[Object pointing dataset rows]
** START **

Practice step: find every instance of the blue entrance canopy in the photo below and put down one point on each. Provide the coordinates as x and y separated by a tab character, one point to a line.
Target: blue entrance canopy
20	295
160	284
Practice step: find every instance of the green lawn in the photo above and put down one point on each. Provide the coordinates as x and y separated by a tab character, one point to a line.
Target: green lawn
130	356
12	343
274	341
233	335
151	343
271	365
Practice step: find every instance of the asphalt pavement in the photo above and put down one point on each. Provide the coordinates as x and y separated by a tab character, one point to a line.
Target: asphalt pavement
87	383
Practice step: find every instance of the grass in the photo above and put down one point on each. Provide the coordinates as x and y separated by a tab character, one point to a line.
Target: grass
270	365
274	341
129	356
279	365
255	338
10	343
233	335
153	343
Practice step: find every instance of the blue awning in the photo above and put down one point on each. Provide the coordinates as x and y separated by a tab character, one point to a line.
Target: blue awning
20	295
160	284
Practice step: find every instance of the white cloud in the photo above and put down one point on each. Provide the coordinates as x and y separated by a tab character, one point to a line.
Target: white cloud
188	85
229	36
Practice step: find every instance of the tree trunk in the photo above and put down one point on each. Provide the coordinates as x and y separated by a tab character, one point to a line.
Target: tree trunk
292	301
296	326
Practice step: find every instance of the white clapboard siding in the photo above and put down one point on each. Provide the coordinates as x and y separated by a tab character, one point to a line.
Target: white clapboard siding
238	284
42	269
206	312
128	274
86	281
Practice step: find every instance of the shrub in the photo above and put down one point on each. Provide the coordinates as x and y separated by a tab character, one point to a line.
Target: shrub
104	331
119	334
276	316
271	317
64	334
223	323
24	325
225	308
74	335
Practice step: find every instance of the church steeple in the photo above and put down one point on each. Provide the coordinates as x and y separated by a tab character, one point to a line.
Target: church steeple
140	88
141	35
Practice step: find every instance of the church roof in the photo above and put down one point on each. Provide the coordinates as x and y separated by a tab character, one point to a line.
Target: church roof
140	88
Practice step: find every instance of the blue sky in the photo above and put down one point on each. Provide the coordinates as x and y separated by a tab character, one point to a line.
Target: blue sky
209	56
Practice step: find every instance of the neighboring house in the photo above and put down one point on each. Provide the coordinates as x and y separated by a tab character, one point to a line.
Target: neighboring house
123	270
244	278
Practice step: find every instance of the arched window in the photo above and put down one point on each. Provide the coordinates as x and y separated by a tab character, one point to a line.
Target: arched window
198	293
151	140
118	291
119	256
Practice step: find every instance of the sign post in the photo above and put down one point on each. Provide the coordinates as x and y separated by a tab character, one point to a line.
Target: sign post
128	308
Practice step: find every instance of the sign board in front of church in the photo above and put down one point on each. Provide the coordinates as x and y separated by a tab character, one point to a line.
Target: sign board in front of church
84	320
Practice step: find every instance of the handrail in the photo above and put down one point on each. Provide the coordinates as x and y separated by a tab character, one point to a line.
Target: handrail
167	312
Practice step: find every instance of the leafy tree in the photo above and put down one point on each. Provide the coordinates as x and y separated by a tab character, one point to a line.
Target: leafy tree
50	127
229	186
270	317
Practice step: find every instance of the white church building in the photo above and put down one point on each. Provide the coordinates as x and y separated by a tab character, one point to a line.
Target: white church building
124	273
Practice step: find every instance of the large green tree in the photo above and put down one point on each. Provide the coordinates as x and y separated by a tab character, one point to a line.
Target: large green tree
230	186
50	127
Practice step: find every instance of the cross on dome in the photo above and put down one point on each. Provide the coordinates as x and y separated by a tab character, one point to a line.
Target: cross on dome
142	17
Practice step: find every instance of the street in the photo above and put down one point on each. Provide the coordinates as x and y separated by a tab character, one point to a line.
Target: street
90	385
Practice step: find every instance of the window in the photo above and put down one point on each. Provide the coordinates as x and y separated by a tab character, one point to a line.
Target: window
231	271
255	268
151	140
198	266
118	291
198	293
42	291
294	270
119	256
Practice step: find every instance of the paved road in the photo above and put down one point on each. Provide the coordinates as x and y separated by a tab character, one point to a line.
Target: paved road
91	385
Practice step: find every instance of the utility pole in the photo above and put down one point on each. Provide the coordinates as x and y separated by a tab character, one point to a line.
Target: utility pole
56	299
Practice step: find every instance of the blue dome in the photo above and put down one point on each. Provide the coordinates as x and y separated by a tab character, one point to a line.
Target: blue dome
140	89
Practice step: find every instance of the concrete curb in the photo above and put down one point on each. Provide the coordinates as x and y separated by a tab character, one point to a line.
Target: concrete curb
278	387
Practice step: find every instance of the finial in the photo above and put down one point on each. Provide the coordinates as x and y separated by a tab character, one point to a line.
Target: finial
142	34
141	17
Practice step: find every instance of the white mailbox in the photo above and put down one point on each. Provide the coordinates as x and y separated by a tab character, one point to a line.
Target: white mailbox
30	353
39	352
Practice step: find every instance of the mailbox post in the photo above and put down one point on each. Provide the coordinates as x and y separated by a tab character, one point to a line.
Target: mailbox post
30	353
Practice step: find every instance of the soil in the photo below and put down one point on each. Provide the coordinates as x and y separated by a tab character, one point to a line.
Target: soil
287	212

** END **

= Given exercise =
Rewrite the listing starting at the line that contains "Practice step: find every instance of the finial" and ending at the end of the listing, replacing "mailbox" with "letterbox" and leaving all else unchanged.

= The output =
Practice step: find every instance of the finial in the photo above and put down one point on each. Provide the coordinates as x and y separated by a tab character, one point to a line.
Target: finial
142	34
141	17
Practice step: find every instance of the white letterbox in the photo above and put down one point on each. Provide the coordinates as x and y separated by a tab character, one point to a line.
Target: white letterbox
30	353
39	352
Practice step: find every instance of the letterbox post in the photo above and put down one point on each. Provide the coordinates as x and y separated by a tab character, one point to a line.
Target: letterbox post
30	353
Practice step: find every instance of the soil in the photo below and put down one point on each. Provide the coordinates as x and y separated by a tab character, one point to a line.
Target: soil
287	212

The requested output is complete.